# Sierra Navada Pale Ale



## Timmsy (13/1/09)

Am thinking at giving this tastey pale ale a shot after having a few here i Adelaide. I tried to search for a few recipes but couldnt really find anything. So i was wandering what are some peoples experiences and tried recipes with this. I look on there web sit to find this...... 

*alcohol content 5.6% by volume**yeast Top-fermenting Ale Yeast**beginning gravity 13.0 Plato**bittering hops Magnum & Perle**ending gravity 2.8 Plato**finishing hops Cascade**bitterness units 37**malts Two-row Pale & Caramel*

So any help would great!


----------



## buttersd70 (13/1/09)

Timmsy said:


> Am thinking at giving this tastey pale ale a shot after having a few here i Adelaide. I tried to search for a few recipes but couldnt really find anything. So i was wandering what are some peoples experiences and tried recipes with this. I look on there web sit to find this......
> 
> *alcohol content 5.6% by volume**yeast Top-fermenting Ale Yeast**beginning gravity 13.0 Plato**bittering hops Magnum & Perle**ending gravity 2.8 Plato**finishing hops Cascade**bitterness units 37**malts Two-row Pale & Caramel*
> 
> So any help would great!



several variants in this thread timmsy....cant vouch for them,though, cos it's not my cuppa tea. 
link


----------



## Timmsy (13/1/09)

buttersd70 said:


> several variants in this thread timmsy....cant vouch for them,though, cos it's not my cuppa tea.
> link



Thanks butters that will help with my attempt  and i should play around with the search function abit more me thinks.....


----------



## buttersd70 (13/1/09)

Timmsy said:


> Thanks butters that will help with my attempt  and i should play around with the search function abit more me thinks.....



The search function is a pita, to be honest.....but there is a firefox add-on for AHB search....brilliant. Works a treat.


----------



## Jye (13/1/09)

Check out some of the US forum for a recipe, its their holy grail a bit like guys here cloning LCPA.


----------



## Aaron (13/1/09)

http://letmegooglethatforyou.com/?q=sierra...pale+ale+recipe


----------



## rwmingis (13/1/09)

Hey Timmsy,

My old LHBS owner was a fantastic brewer and judge. He formulated this recipe based on his tasting of SNPA and won first place in a competition once, see below.

[Detection annotation records]
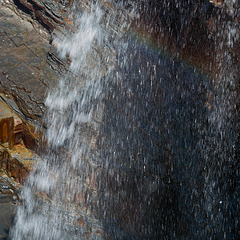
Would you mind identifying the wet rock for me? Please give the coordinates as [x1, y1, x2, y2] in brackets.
[0, 6, 58, 119]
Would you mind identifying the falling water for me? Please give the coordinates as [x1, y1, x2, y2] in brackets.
[11, 3, 112, 240]
[11, 1, 239, 240]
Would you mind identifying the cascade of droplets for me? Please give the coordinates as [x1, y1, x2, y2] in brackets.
[11, 6, 109, 240]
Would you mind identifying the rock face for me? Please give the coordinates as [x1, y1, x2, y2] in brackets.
[0, 0, 240, 239]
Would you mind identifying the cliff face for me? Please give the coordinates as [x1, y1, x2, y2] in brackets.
[0, 0, 240, 239]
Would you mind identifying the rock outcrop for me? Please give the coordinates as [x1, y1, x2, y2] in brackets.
[0, 0, 240, 239]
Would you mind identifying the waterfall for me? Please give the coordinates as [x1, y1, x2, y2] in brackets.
[11, 5, 112, 240]
[8, 0, 239, 240]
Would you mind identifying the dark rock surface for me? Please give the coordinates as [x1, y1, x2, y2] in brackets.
[0, 0, 240, 239]
[0, 6, 58, 122]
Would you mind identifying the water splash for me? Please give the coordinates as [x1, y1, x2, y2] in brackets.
[11, 3, 109, 240]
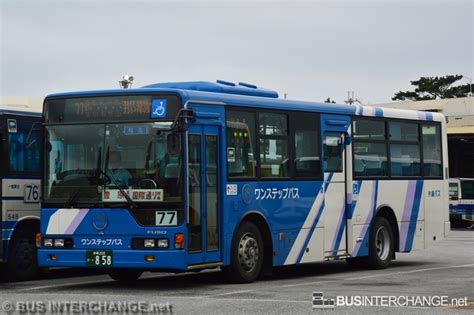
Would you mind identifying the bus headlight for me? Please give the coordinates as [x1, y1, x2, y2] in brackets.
[54, 238, 64, 247]
[143, 239, 155, 248]
[158, 238, 169, 248]
[174, 233, 184, 249]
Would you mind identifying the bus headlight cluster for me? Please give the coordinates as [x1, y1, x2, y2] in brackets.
[132, 238, 170, 249]
[43, 238, 72, 248]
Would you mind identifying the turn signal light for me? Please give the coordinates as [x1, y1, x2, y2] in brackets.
[174, 233, 184, 249]
[35, 233, 41, 248]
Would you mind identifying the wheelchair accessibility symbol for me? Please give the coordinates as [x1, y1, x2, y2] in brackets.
[151, 99, 166, 118]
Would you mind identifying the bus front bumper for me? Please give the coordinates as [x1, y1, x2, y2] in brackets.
[38, 248, 187, 270]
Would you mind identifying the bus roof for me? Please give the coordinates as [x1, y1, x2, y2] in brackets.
[46, 80, 444, 121]
[0, 107, 41, 117]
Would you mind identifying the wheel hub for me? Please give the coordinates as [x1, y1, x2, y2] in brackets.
[239, 233, 260, 271]
[375, 226, 390, 260]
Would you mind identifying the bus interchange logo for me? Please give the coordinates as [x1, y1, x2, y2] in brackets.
[313, 292, 335, 310]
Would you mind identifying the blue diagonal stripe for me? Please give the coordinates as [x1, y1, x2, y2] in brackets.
[405, 180, 423, 252]
[296, 173, 334, 264]
[332, 208, 346, 256]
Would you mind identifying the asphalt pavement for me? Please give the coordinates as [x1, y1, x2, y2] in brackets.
[0, 229, 474, 314]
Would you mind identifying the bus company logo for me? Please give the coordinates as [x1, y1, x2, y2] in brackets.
[428, 189, 441, 197]
[313, 292, 335, 310]
[151, 99, 167, 118]
[92, 212, 109, 232]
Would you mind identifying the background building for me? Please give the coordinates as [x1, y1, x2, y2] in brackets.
[0, 96, 44, 112]
[374, 96, 474, 178]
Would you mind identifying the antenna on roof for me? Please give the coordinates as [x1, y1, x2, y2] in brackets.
[119, 74, 133, 89]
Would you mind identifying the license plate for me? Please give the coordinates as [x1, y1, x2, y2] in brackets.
[86, 250, 113, 267]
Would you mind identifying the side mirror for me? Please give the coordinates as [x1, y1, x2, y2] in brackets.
[166, 132, 180, 156]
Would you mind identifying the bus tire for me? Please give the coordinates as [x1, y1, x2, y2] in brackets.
[224, 221, 264, 283]
[367, 217, 394, 269]
[4, 229, 39, 281]
[108, 269, 143, 284]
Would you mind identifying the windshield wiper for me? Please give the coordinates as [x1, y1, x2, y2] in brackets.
[64, 186, 82, 208]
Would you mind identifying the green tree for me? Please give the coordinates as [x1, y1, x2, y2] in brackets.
[392, 74, 469, 101]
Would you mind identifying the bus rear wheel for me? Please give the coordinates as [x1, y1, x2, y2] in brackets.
[5, 230, 38, 281]
[367, 217, 394, 269]
[109, 269, 143, 283]
[224, 222, 264, 283]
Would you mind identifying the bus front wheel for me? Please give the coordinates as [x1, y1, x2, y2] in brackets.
[109, 269, 143, 283]
[367, 217, 394, 269]
[225, 222, 264, 283]
[5, 229, 38, 281]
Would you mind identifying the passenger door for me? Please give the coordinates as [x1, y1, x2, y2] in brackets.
[323, 132, 347, 257]
[187, 125, 221, 265]
[321, 115, 351, 258]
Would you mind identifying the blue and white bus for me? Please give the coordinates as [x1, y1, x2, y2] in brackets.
[0, 107, 42, 280]
[39, 81, 450, 282]
[449, 178, 474, 226]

Problems to solve:
• A. Answer these questions from the pale ale thread above:
(i) What alcohol content by volume is listed in the specifications Timmsy copied from the brewery's website?
(ii) According to buttersd70, what tool exists for AHB search?
(iii) What does Jye call this beer for the US forum?
• B. List the usernames of everyone who posts in the pale ale thread above, in the order each first appears as a poster.

Task-by-task answers:
• A.
(i) 5.6% by volume
(ii) A Firefox add-on
(iii) Their holy grail

• B. Timmsy, buttersd70, Jye, Aaron, rwmingis